Dataset excerpt
++++++

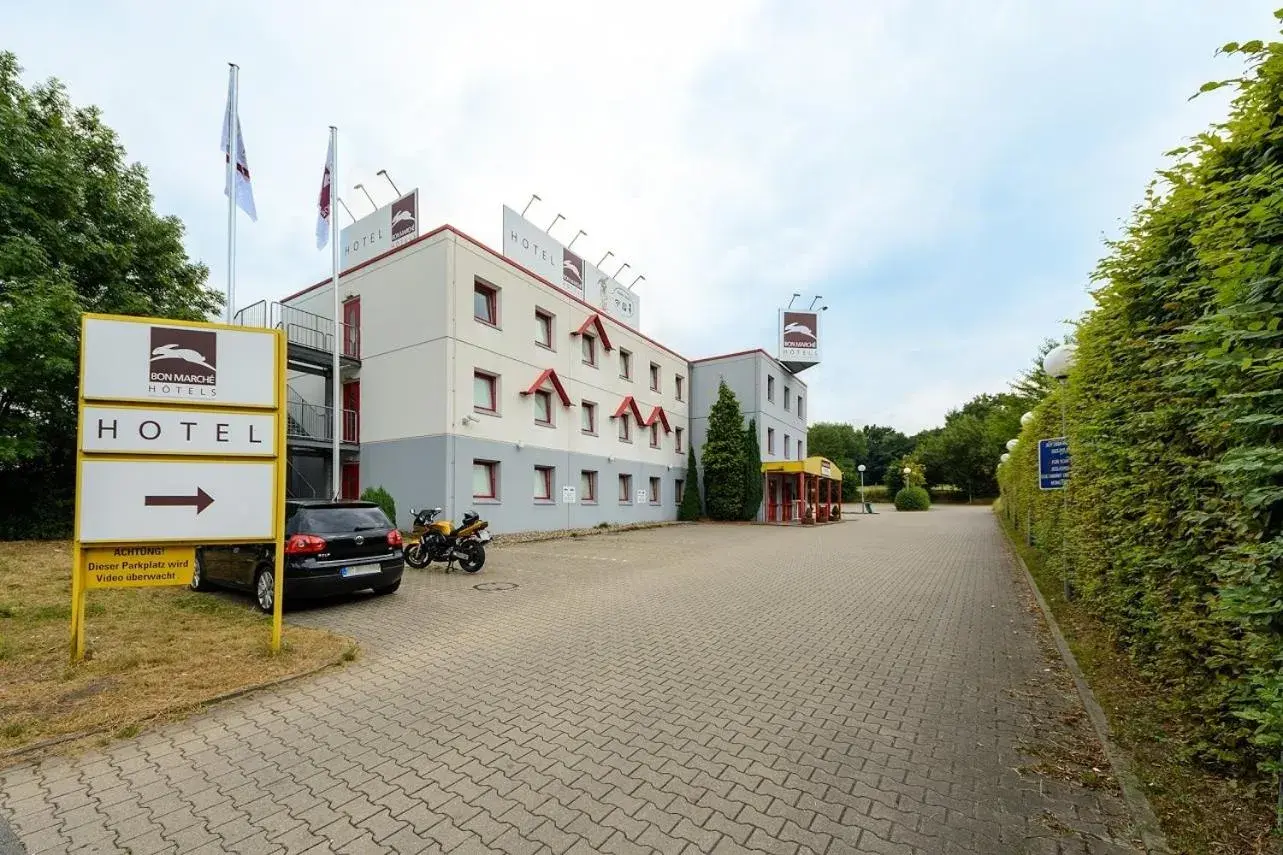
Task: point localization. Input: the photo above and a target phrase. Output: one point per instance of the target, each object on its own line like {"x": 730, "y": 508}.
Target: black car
{"x": 330, "y": 548}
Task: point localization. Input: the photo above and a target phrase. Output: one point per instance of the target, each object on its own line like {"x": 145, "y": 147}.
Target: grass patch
{"x": 149, "y": 651}
{"x": 1201, "y": 811}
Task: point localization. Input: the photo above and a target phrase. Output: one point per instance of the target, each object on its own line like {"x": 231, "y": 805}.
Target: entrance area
{"x": 802, "y": 492}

++++++

Reproduce all the rows above verbatim, omitting the pictures.

Task: point localization. Input: the photo above and a target phrase. Output: one point per instance of the target, each object on its own line like {"x": 730, "y": 508}.
Target: black car
{"x": 330, "y": 548}
Task: point localization. Input: the photo above and a target phrase. Output: one point per instance of the target, each object on its own line like {"x": 145, "y": 147}.
Target: grass patch
{"x": 149, "y": 651}
{"x": 1201, "y": 811}
Task: point localization. Input: the photo above and a target phrase. Output: one point per instance of the target, each object on its own line like {"x": 231, "y": 805}.
Target: entrance area
{"x": 802, "y": 492}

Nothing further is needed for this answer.